++++ SELECTED EXTRACT

MORE people in Britain are out of work than for many years. 

In addition to those whose unemployed status is recorded in official statistics, there are untold thousands existing on reduced furlough pay and waiting on that moment when Chancellor Rishi Sunak threatens to end the furlough subsidy to employers.

The TUC has called for the government to extend the furlough scheme to the end of the year. 

The pressure from employers to scale back the lockdown just as soon as the infection rate is reduced and the death rate levels off is a classic illustration of the way in which the drive to maintain profits is the most powerful obstacle to reason and science in the formulation of public policy.

A varying rate of unemployment is a constant feature of capitalism that is temporarily obscured by the emergency measures that the pandemic imposes. 

Where the employers in normal times use the reserve army of labour to put pressure on wage they today use the coronavirus crisis with equal unscrupulousness.

There is no way out of the economic problems Britain faces — either the systemic problems which arise from our lopsided and parasitic system of financialised capitalism or the new problems which the erratic public health policies of this government has created — without a substantial rise in purchasing power for millions.

The STUC call for the Scottish government to meet public-sector pay claims sets a good example, as does Unison’s call for a £2,000 pay increase for health workers.

The ability for workers to win better pay is indissolubly linked to the battle to secure and defend workers’ rights, and these demands are a perfect fit for the call by a dozen union leaders for Parliament not to undermine them.

The right wing of the labour movement attempts to construct a narrative to suggest that the biggest threat to rights at work and the power of workers to organise arises from Britain leaving the EU.

It is undoubtedly true that this Tory government is preparing an assault on workers’ rights that already are gravely weakened by the neoliberal polices adopted by the EU which, in the words of the Institute for Employment Rights, “have disempowered workers across the bloc.” 

It is our common understanding that the privatisation of public services, European Court of Justice decisions that favoured employers, and the dismantling of collective bargaining have lowered pay rates throughout the EU.

It was precisely within the EU framework that Margaret Thatcher’s assault on employment rights proceeded, with New Labour under Tony Blair and Gordon Brown failing to redeem its pledge to repeal her laws.

++++++++
++++ DATA EXTRACT

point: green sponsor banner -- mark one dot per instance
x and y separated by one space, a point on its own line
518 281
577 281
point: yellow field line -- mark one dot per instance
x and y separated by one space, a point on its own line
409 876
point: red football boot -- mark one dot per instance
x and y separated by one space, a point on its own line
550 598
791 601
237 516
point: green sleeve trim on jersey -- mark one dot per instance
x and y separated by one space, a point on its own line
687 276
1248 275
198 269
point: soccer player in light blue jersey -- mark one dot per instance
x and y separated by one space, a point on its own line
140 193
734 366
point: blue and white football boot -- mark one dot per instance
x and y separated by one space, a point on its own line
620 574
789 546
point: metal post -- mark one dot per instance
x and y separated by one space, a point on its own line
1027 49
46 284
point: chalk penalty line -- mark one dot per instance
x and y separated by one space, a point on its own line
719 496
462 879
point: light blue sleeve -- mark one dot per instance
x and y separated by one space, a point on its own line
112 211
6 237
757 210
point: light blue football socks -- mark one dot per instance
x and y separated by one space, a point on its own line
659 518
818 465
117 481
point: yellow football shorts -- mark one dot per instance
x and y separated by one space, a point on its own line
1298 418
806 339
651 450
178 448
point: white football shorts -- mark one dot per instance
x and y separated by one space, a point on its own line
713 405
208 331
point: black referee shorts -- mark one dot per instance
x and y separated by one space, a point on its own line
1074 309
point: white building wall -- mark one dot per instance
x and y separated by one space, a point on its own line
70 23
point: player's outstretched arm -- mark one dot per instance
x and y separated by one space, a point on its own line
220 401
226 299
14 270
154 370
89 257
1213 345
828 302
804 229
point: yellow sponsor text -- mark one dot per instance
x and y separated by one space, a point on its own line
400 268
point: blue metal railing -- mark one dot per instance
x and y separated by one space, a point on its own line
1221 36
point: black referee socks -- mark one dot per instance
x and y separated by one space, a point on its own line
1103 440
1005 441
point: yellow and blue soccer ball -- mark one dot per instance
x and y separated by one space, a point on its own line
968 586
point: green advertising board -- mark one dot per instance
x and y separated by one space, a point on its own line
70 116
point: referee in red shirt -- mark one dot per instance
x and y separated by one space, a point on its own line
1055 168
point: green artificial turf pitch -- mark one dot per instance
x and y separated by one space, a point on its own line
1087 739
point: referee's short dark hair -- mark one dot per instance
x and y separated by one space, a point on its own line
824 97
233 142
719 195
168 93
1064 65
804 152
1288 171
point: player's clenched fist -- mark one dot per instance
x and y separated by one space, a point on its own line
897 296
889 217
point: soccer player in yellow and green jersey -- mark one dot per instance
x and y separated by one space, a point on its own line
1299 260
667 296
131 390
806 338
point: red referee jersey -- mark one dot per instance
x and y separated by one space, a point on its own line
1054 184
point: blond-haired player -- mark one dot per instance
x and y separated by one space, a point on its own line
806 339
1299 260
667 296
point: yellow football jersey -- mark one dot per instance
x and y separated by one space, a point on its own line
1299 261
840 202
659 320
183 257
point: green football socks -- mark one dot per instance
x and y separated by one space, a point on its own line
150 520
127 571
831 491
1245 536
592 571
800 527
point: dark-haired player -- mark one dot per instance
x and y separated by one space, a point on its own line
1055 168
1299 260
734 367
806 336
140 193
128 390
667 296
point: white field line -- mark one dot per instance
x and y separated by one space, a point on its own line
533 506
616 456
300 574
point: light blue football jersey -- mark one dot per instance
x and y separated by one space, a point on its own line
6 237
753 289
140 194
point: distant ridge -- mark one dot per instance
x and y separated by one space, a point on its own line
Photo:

++++++++

STUDY QUESTIONS:
- A) Print everything in the piece on unemployment above, from "The STUC call" down to "for health workers.".
- B) Using the piece on unemployment above, say yes or no for each statement and quote the words that decide it: (i) The TUC wants the furlough scheme extended to the end of the year. (ii) Unison has called for a £3,000 pay increase for health workers. (iii) New Labour under Tony Blair and Gordon Brown repealed Margaret Thatcher's laws.

SOLVED PROBLEMS:
- A)
The STUC call for the Scottish government to meet public-sector pay claims sets a good example, as does Unison’s call for a £2,000 pay increase for health workers.

- B)
(i) Yes: "The TUC has called for the government to extend the furlough scheme to the end of the year."
(ii) No: "Unison’s call for a £2,000 pay increase for health workers."
(iii) No: "with New Labour under Tony Blair and Gordon Brown failing to redeem its pledge to repeal her laws."